Output all the data exactly.

::: DATASET RECORDS :::

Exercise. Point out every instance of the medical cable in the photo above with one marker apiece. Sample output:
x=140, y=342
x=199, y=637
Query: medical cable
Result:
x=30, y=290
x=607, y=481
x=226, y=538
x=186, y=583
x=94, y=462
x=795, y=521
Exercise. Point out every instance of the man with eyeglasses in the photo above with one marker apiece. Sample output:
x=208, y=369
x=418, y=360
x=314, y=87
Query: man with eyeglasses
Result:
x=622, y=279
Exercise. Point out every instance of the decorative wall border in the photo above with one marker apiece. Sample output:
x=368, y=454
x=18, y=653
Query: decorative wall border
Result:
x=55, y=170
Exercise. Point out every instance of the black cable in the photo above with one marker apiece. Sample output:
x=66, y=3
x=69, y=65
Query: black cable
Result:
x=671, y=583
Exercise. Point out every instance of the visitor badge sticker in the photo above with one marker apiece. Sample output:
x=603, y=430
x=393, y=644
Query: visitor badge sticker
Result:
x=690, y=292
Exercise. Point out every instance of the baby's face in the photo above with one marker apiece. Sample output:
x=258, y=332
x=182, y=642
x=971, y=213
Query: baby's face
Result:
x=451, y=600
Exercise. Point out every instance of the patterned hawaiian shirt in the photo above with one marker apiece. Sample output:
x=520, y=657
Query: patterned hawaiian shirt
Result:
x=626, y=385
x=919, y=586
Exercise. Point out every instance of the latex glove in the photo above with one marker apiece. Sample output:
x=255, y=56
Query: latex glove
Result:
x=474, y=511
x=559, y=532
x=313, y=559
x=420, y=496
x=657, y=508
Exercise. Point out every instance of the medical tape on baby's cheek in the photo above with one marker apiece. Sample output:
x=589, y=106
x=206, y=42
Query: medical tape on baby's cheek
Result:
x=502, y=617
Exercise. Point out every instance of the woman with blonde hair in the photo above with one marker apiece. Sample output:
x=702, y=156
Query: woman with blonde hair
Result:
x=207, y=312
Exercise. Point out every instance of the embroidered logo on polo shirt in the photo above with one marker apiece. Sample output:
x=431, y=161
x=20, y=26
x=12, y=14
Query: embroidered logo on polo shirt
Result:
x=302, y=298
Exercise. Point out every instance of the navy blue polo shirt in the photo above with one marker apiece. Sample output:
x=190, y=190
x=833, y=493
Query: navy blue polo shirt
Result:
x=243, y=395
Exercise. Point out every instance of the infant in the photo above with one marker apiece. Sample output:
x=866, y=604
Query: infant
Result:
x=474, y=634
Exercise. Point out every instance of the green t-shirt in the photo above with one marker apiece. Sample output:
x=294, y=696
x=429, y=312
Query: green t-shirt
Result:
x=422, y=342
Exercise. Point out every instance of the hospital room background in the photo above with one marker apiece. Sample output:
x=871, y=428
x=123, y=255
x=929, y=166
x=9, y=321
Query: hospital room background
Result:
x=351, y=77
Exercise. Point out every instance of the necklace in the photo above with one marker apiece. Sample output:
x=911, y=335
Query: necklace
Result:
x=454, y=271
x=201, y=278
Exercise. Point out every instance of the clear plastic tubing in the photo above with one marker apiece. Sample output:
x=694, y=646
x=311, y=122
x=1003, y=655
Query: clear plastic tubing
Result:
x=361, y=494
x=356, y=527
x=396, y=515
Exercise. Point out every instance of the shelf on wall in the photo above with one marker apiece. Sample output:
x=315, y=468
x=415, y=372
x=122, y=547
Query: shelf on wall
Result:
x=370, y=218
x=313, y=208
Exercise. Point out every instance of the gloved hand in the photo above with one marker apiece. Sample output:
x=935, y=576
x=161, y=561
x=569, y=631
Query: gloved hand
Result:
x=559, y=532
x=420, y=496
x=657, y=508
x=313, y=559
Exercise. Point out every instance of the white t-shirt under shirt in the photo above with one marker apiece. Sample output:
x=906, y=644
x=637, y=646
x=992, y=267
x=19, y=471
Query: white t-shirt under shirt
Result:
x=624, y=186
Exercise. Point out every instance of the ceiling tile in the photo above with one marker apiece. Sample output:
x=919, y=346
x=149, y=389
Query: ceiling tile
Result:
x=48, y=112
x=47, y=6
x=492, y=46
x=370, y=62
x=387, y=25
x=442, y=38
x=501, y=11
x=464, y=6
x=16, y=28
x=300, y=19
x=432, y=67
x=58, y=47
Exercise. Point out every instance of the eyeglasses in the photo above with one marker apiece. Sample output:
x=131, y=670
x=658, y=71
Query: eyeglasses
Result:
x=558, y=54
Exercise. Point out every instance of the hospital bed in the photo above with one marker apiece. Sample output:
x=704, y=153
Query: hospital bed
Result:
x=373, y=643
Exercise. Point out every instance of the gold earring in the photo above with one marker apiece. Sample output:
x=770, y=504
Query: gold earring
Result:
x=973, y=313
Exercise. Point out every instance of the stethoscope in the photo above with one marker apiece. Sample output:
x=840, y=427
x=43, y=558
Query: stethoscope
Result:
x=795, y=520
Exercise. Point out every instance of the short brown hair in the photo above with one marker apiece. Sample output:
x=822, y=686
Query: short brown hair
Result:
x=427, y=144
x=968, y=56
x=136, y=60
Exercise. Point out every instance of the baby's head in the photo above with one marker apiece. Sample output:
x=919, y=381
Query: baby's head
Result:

:::

▶ [RESPONSE BOX]
Exercise. Point out every instance of the medical cable in the photo above with one marker apiece. Sample output:
x=140, y=342
x=199, y=637
Query: medical cable
Result:
x=30, y=290
x=607, y=481
x=226, y=538
x=186, y=583
x=94, y=462
x=795, y=521
Exercise. Point out every instance of the man with eyeglasses in the photo above with one marker apiece. Sample output:
x=208, y=369
x=418, y=360
x=314, y=87
Query: man with eyeglasses
Result:
x=622, y=279
Exercise. Point out every instance of the decorative wall border in the photo above with one marker apiece. Sample output:
x=368, y=454
x=18, y=653
Query: decorative wall border
Result:
x=55, y=170
Exercise. Point out every instance of the black cable in the photo above with one marker apiece. Sample output:
x=66, y=3
x=69, y=65
Query: black cable
Result:
x=671, y=583
Exercise. Point out every instance of the visitor badge sticker in the photo above with one marker apiece. Sample output:
x=603, y=430
x=393, y=644
Query: visitor badge sticker
Result:
x=690, y=292
Exercise. Point out every instance of the baby's face in the photo above with one marker apiece. Sample output:
x=258, y=332
x=182, y=642
x=971, y=213
Query: baby's face
Result:
x=451, y=600
Exercise. Point out every instance of the patterned hawaiian shirt in the photo above with one marker apiece. Sample output:
x=520, y=657
Query: patterned hawaiian shirt
Result:
x=626, y=385
x=919, y=586
Exercise. Point out every instance of the latex glove in the photo above with one marker apiece. Sample output:
x=255, y=56
Query: latex glove
Result:
x=474, y=511
x=559, y=532
x=313, y=559
x=420, y=496
x=657, y=508
Exercise. Point out every instance of the medical tape on baby's cheek in the photo above with one marker apiece. Sample output:
x=589, y=106
x=206, y=42
Query: medical tape on baby's cheek
Result:
x=502, y=617
Exercise. Point out every instance of the woman with blonde hair in the photo above with one marker apiece. Sample output:
x=702, y=156
Query: woman with blonde hair
Result:
x=207, y=312
Exercise. Point out every instance of the embroidered logo on polo shirt in the photo above with one marker apiece. Sample output:
x=431, y=161
x=20, y=26
x=12, y=14
Query: embroidered logo on polo shirt
Result:
x=302, y=298
Exercise. Point out every instance of the navy blue polo shirt in the photo above with one marker apiece. Sample output:
x=190, y=190
x=833, y=493
Query: navy blue polo shirt
Result:
x=243, y=395
Exercise. Point out every instance of the infant in the photo above with one marker apiece. Sample output:
x=866, y=604
Query: infant
Result:
x=474, y=634
Exercise. Point out every instance of the green t-shirt in the photo above with one marker apiece. Sample output:
x=294, y=696
x=429, y=312
Query: green t-shirt
Result:
x=422, y=342
Exercise. Point out every instance of the hospital room background in the photo above with one marker apiece. Sample output:
x=871, y=428
x=123, y=255
x=929, y=166
x=9, y=321
Query: hospital room background
Result:
x=351, y=77
Exercise. Point out every instance of the necklace in the photo above with one marker apiece. Sample output:
x=911, y=335
Query: necklace
Result:
x=454, y=271
x=201, y=278
Exercise. Point out every instance of the clear plastic tubing in the photo above with one marker apiece. Sample output:
x=694, y=646
x=311, y=122
x=1003, y=655
Query: clear plastic tubing
Result:
x=361, y=494
x=356, y=527
x=396, y=515
Exercise. Point out every instance of the shelf on wall in the photo above with one marker apiece. Sample output:
x=315, y=468
x=415, y=372
x=122, y=547
Query: shelf on wall
Result:
x=370, y=218
x=313, y=208
Exercise. Point out every instance of the gloved hand in the photo above with one marker apiece. Sample output:
x=935, y=576
x=161, y=561
x=569, y=631
Query: gloved hand
Result:
x=559, y=532
x=420, y=496
x=657, y=508
x=313, y=559
Exercise. Point out every instance of the white t-shirt under shirt in the photo above with one marker apiece. Sample output:
x=906, y=644
x=637, y=646
x=992, y=267
x=19, y=471
Query: white t-shirt under shirt
Result:
x=624, y=186
Exercise. Point out every instance of the ceiling tile in the photo above with one marker apiece. Sample output:
x=919, y=346
x=149, y=389
Query: ceiling tile
Result:
x=48, y=112
x=47, y=6
x=492, y=46
x=370, y=62
x=387, y=25
x=442, y=38
x=501, y=11
x=464, y=6
x=16, y=28
x=300, y=19
x=432, y=67
x=58, y=47
Exercise. Point out every instance of the eyeglasses in the photo above with one marker apiece. Sample output:
x=131, y=670
x=658, y=71
Query: eyeglasses
Result:
x=558, y=54
Exercise. Point out every instance of the hospital bed in the photo above with one marker apiece. Sample output:
x=704, y=153
Query: hospital bed
Result:
x=373, y=643
Exercise. Point out every instance of the gold earring in the photo above with one marker apiece. Sample output:
x=770, y=504
Query: gold earring
Result:
x=973, y=313
Exercise. Point out every instance of the stethoscope in the photo above with one marker apiece. Sample output:
x=840, y=427
x=43, y=558
Query: stethoscope
Result:
x=795, y=520
Exercise. Point out every instance of the short brown hair in the photo above with one marker apiece. Sample output:
x=822, y=686
Query: short brown hair
Result:
x=427, y=144
x=968, y=56
x=136, y=60
Exercise. Point out every instance of the baby's head in the photo above with one marker apiece. Sample output:
x=919, y=381
Query: baby's head
Result:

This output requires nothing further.